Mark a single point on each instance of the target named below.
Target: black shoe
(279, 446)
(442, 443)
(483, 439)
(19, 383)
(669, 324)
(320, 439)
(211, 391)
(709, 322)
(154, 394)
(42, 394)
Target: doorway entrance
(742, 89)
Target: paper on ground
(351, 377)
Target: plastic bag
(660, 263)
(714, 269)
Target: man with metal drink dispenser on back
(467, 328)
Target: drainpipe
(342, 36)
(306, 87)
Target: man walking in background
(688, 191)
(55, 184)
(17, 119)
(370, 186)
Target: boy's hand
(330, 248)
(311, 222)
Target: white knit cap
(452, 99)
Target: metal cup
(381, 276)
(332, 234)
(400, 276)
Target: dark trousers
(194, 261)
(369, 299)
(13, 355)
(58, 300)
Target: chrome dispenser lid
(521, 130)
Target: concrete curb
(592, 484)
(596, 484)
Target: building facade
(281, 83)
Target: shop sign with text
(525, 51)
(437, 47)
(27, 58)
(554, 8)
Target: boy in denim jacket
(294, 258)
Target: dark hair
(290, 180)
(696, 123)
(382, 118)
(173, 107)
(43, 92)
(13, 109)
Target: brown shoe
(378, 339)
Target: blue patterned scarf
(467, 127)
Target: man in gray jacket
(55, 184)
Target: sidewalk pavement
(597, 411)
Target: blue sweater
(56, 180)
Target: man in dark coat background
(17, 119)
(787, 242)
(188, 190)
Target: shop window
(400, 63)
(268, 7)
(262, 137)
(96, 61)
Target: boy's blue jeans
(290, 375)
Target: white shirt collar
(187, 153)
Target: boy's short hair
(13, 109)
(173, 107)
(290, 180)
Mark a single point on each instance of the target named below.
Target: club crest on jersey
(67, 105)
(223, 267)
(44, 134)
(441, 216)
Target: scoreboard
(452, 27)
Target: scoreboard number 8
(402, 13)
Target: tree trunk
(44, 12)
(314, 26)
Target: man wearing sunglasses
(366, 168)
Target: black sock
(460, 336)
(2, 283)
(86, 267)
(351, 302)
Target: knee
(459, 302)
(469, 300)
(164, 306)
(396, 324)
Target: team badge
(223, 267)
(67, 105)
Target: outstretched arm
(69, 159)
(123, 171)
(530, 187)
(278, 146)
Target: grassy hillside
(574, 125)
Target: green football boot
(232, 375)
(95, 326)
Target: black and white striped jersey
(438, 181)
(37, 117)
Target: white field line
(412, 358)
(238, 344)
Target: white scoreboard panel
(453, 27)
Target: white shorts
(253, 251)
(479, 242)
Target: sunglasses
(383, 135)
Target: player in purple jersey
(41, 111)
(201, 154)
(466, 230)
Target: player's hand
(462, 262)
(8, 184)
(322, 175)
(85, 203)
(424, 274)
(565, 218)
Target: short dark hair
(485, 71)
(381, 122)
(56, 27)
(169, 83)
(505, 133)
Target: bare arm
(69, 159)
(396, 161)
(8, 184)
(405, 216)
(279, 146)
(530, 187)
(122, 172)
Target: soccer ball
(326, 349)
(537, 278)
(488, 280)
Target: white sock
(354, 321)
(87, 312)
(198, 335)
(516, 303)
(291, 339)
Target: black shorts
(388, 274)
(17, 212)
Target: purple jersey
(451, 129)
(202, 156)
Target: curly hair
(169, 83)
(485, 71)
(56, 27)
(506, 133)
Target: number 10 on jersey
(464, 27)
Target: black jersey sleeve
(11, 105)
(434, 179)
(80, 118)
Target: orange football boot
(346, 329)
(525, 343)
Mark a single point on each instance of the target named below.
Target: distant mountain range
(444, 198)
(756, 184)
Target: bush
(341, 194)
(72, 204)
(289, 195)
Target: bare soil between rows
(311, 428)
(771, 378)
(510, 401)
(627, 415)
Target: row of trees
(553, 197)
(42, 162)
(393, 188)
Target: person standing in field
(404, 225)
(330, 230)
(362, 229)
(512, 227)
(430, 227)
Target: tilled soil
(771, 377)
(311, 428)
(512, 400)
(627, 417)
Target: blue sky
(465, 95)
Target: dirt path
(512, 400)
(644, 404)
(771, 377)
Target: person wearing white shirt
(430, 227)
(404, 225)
━━━━━━━━━━
### About this exercise
Exactly the lines from the one containing "Target: white field line" to the last line of the entries above must be duplicated, with both of those lines included and nothing more.

### Problem solution
Target: white field line
(412, 358)
(238, 344)
Target: white scoreboard panel
(453, 27)
Target: white shorts
(253, 251)
(479, 242)
Target: sunglasses
(383, 135)
Target: player in purple jersey
(41, 111)
(201, 154)
(466, 230)
Target: player's hand
(462, 262)
(8, 184)
(322, 175)
(85, 203)
(424, 274)
(565, 218)
Target: short dark hair
(485, 71)
(381, 122)
(56, 27)
(169, 83)
(505, 133)
Target: bare arm
(69, 159)
(396, 161)
(8, 184)
(405, 216)
(279, 146)
(530, 187)
(122, 172)
Target: soccer ball
(326, 349)
(537, 278)
(488, 280)
Target: white sock
(354, 321)
(87, 312)
(198, 335)
(516, 303)
(291, 339)
Target: black shorts
(388, 274)
(17, 212)
Target: purple jersey
(451, 129)
(202, 156)
Target: curly hair
(169, 83)
(485, 71)
(56, 27)
(506, 133)
Target: number 10 on jersey
(464, 27)
Target: black jersey sleeve
(11, 105)
(434, 179)
(80, 118)
Target: orange football boot
(346, 329)
(525, 343)
Mark a single point on each instance of the target named below.
Target: distant mountain range
(444, 198)
(756, 184)
Target: bush
(341, 194)
(72, 204)
(289, 195)
Target: bare soil between rows
(311, 428)
(771, 378)
(510, 401)
(627, 415)
Target: row of trees
(553, 197)
(42, 162)
(393, 188)
Target: person standing in field
(404, 225)
(330, 230)
(362, 229)
(512, 227)
(430, 227)
Target: tilled soil
(771, 377)
(311, 428)
(512, 400)
(627, 417)
Target: blue sky
(465, 95)
Target: dirt path
(512, 400)
(644, 404)
(771, 377)
Target: person wearing white shirt
(430, 227)
(404, 225)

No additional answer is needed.